* TEXT PASSAGE:
Last week I saw an article on Facebook that one of my friends had shared. It was titled My Year of No Shopping. I clicked. I read. The article was exactly what it sounds like: a woman went an entire year without shopping (except for the essentials) and wrote about it on her blog. She explained her reasons for making her decision and the lessons she learned during her experiment. The more I read the more pouty I became. I finished the article with slumped shoulders and a stink face. I knew what was coming next, because I'd been there many times before. I felt deeply convicted. My very first thought was "Oh, no. I have to do this now."

I don't have a shopping problem. I know, I know, that's exactly what someone with a shopping problem would say. It's true, though. I don't buy fancy things, max out credit cards, or even go shopping all that frequently. The problem I have isn't really about the act of shopping - it's about materialism.

I hold what some would call radical beliefs about Jesus' teachings on the rich entering the Kingdom of Heaven. In Matthew 19 Jesus encounters a rich young man. The young man keeps the commandments of God, and yet Jesus tells him that if he wishes to be perfectly ready for the Kingdom, he needs to give up his belongings - all of them. Then Jesus says that it is easier for a camel to go through the eye of a needle than for a rich person to enter the Kingdom. Just to be clear, it's impossible for a camel to go through the eye of a needle. It cannot be done. A thing that is impossible is easier than getting to Heaven while being rich. I stand firm in that translation of the text, because Jesus confirms it. When the baffled disciples asked Jesus how anyone could be saved if that statement were true, Jesus says, "It is impossible." We're just lucky he didn't stop talking. He also said, "With God all things are possible."

* DIRECTION: Continue the passage on materialism and a year without shopping, starting right after its last sentence. The data that comes next is separate material and is not part of the passage on materialism.

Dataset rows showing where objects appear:

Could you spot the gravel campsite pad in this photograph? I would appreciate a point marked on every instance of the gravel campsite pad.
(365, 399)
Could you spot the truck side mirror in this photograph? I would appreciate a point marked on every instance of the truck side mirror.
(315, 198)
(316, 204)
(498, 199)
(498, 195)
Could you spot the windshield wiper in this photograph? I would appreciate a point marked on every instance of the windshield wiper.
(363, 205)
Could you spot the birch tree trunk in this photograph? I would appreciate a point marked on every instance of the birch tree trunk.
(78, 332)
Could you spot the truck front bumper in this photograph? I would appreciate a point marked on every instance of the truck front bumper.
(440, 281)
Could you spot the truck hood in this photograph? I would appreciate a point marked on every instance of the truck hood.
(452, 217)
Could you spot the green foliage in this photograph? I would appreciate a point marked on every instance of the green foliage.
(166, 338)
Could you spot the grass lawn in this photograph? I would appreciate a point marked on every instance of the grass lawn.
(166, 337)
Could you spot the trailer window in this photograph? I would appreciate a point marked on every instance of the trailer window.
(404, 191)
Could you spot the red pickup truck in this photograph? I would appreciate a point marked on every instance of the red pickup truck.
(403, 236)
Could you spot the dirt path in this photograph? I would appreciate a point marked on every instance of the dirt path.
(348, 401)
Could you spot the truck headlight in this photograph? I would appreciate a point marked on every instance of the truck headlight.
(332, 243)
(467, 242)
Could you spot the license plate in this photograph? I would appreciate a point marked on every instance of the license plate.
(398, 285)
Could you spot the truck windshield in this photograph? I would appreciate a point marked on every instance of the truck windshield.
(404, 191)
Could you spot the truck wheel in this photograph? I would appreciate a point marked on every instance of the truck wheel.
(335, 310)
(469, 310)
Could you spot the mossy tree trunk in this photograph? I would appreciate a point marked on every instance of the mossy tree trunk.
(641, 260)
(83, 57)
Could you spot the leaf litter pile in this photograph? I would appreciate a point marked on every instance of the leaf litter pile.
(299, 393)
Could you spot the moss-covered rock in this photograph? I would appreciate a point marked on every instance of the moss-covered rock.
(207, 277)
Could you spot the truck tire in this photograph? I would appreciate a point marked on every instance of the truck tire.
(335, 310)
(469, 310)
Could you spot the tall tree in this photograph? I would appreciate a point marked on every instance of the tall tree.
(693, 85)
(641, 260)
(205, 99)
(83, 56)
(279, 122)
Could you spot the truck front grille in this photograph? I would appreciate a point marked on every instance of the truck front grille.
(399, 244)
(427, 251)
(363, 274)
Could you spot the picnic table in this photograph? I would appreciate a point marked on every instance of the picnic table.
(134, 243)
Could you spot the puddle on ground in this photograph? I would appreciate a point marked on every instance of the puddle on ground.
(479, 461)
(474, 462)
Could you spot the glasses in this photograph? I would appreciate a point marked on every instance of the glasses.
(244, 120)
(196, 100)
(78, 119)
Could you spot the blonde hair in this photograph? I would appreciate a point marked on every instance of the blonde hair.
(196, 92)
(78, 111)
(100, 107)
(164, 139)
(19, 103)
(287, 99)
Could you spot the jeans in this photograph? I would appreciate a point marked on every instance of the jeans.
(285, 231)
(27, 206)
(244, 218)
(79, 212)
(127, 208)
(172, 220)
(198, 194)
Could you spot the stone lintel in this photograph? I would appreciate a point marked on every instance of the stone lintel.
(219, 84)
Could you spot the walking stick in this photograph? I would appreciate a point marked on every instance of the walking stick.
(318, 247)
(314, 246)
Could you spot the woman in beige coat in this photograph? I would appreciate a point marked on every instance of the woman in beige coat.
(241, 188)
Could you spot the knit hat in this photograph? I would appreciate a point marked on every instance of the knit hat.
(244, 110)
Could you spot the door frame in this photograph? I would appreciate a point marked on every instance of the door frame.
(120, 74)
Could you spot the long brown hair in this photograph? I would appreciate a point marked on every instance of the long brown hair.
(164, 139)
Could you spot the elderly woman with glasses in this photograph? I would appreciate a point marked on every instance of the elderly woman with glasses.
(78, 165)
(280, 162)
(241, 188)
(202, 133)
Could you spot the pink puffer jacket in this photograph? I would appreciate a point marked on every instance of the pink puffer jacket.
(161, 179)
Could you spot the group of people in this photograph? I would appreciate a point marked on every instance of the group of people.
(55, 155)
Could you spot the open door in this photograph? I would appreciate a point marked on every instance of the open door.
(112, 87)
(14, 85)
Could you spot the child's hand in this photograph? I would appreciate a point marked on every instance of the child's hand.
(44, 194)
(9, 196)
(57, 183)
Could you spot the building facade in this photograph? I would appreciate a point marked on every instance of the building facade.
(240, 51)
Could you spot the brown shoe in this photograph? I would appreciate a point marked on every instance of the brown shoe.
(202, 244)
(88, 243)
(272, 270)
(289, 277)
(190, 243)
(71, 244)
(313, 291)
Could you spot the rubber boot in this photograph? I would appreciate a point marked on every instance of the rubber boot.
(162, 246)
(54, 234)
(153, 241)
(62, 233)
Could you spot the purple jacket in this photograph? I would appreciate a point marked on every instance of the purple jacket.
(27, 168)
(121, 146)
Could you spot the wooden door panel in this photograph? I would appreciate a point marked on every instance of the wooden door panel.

* SOLVED PROBLEM:
I've felt strongly convicted hundreds of times over the last several years to have less. I felt it when I discovered the book The Power of Half, in which a family decides they can live on half of what they have, and give the other half away. I felt it when I thought about the fact that monks and nuns take vows of poverty. It's almost as if someone determined that accumulating material wealth was a distraction from being dedicated to the work of God. I feel it every time I look around myself and realize I have excess. I have in reserve what could be blessing someone else. I've felt passionately that Christians must have less in order to be truly reflecting Christ and yet, somehow, I've never actually ended up with less. I've always found some reason not to do anything about it. Then, I came across an article in which a person who doesn't even share these same convictions managed to take action and make a life change. I decided it was time to reevaluate all of my lame reasons that have perpetuated my inaction.

Sometimes I interpret the words of Jesus as an escape hatch. Whew! You almost had me, Jesus. You said I couldn't be rich and be saved and I was all freaked out, but then you saved it there at the end when you said you could make anything possible! So I'm good! Dodged that bullet.

Sometimes I get philosophical. What is rich, really? Whatever it is, I bet it doesn't really define me. Compared to a Kardashian I'm actually super poor. So really, this is not my problem.

Sometimes I speak for God. God wouldn't actually expect me to give things up. He wants me to be happy and taken care of. After all, you have to take care of yourself before you can take care of anyone else. That's all I'm doing - taking care of myself.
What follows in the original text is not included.